_Task to complete_: Present every line of the material below as a numbered list, omitting blank lines and leaving out the pictures.

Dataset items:

= = = = =

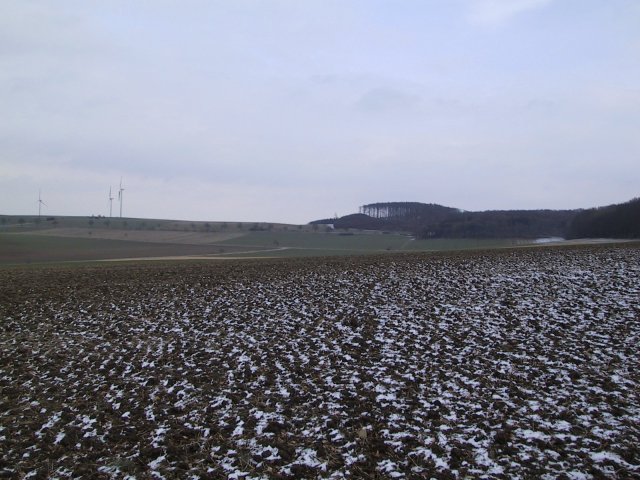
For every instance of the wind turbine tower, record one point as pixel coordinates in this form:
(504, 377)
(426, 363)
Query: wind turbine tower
(40, 203)
(110, 203)
(120, 195)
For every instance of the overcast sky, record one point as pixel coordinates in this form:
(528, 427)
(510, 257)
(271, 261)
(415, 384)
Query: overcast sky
(294, 110)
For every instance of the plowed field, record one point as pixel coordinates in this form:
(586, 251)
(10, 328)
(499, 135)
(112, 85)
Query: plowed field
(504, 364)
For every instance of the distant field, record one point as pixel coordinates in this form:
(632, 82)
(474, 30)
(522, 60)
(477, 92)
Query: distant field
(33, 249)
(69, 244)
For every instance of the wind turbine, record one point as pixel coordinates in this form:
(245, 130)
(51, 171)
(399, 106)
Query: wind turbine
(40, 202)
(110, 203)
(120, 196)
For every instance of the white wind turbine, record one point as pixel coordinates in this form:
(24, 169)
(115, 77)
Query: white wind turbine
(40, 202)
(120, 195)
(110, 203)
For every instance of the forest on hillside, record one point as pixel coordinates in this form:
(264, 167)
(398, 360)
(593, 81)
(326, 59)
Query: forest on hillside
(613, 221)
(437, 221)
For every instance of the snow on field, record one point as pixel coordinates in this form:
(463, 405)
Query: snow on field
(514, 364)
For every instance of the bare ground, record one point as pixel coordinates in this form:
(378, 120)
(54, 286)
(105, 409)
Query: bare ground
(510, 364)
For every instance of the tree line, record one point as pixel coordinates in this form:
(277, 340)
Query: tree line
(437, 221)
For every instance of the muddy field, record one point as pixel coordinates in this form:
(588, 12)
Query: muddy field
(504, 364)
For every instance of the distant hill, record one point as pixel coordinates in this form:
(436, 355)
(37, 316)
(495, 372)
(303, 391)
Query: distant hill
(614, 221)
(437, 221)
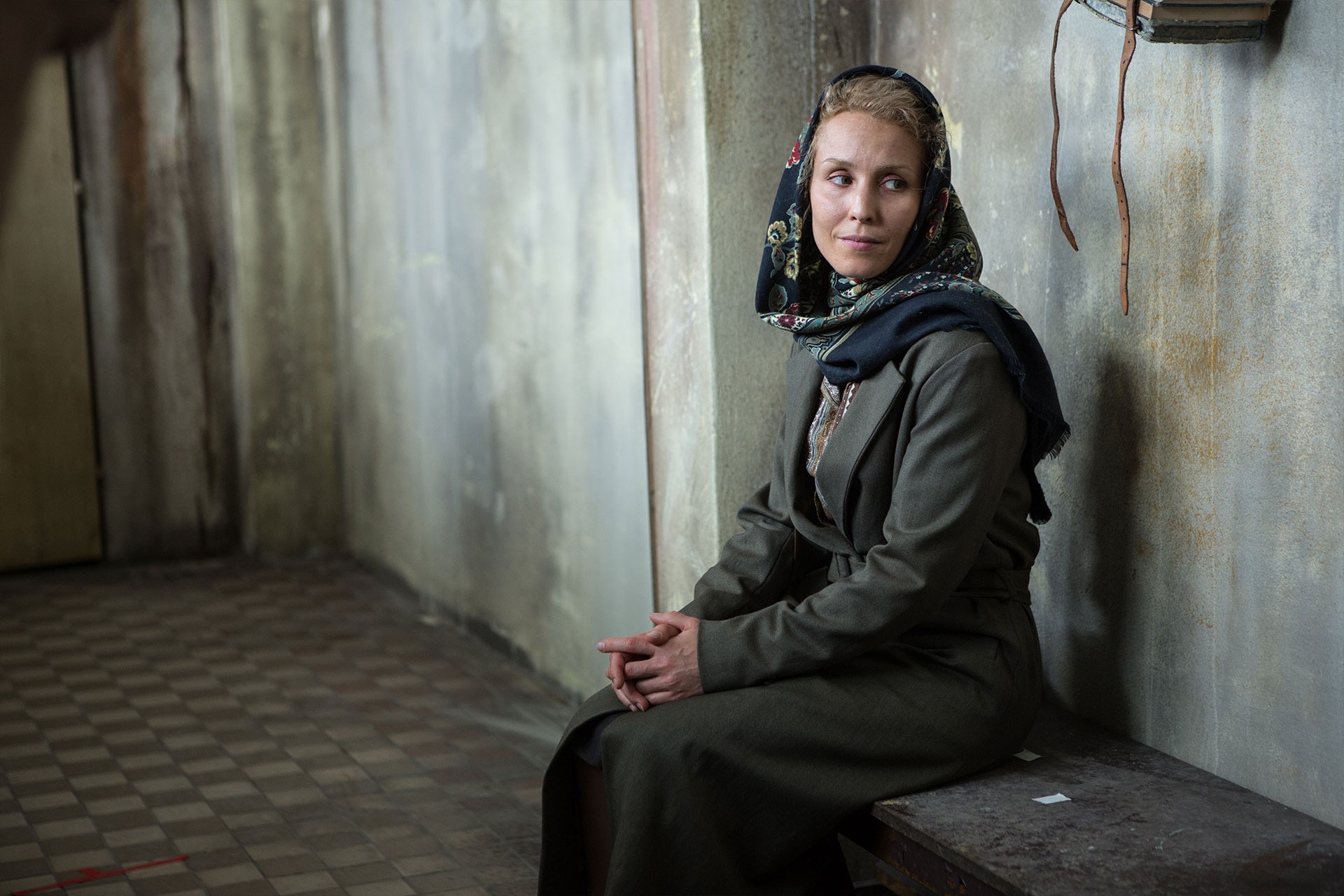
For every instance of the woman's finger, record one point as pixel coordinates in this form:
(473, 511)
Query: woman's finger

= = = = =

_Exercise solution_:
1. For every instance of the wind turbine tower, record one point as pixel coordinates in this form:
2. (504, 377)
3. (426, 363)
4. Query: wind turbine tower
5. (40, 203)
6. (110, 203)
7. (120, 195)
8. For every instance of the overcast sky, record one point as pixel coordinates in this form:
9. (528, 427)
10. (510, 257)
11. (271, 261)
12. (415, 384)
13. Query: overcast sky
14. (294, 110)
15. For every instance of the plowed field, record one point as pixel coordinates in this form:
16. (586, 251)
17. (10, 328)
18. (499, 135)
19. (112, 85)
20. Query: plowed field
21. (504, 364)
22. For every instance of the distant field, record one point as pixel coordinates in this form:
23. (632, 82)
24. (474, 30)
25. (522, 60)
26. (477, 92)
27. Query: distant field
28. (33, 249)
29. (69, 244)
30. For every instance of the wind turbine, record one point as pixel coordinates in this form:
31. (245, 130)
32. (51, 171)
33. (399, 106)
34. Query: wind turbine
35. (40, 202)
36. (110, 203)
37. (120, 196)
38. For every instance of the white wind turbine, record one point as pixel coordinates in this form:
39. (24, 169)
40. (115, 77)
41. Query: white wind turbine
42. (40, 202)
43. (120, 195)
44. (110, 203)
45. For every instance of the forest on hillside, record one point as pixel coordinates in this form:
46. (264, 167)
47. (398, 360)
48. (593, 81)
49. (326, 59)
50. Query: forest on hillside
51. (613, 221)
52. (437, 221)
53. For every instance of the snow on field, record one point as pixel coordinates in this form:
54. (463, 405)
55. Query: snow on field
56. (514, 364)
57. For every instance of the bare ground, record one point as pixel coordinates in this form:
58. (378, 120)
59. (54, 286)
60. (105, 409)
61. Query: bare ground
62. (510, 364)
63. For every instance of the tree line, record one point as pixel coordinates in this form:
64. (277, 340)
65. Query: tree line
66. (437, 221)
67. For every instance of the muddy field, record one point as pixel coordinates in this form:
68. (588, 12)
69. Query: muddy field
70. (504, 364)
71. For every instance of the distant hill, record one point as pixel coordinates in this form:
72. (436, 355)
73. (37, 316)
74. (495, 372)
75. (303, 391)
76. Query: distant hill
77. (614, 221)
78. (437, 221)
79. For every instance of the woman's finger, record one point as pixel coordinates in this form:
80. (473, 511)
81. Query: woman's finger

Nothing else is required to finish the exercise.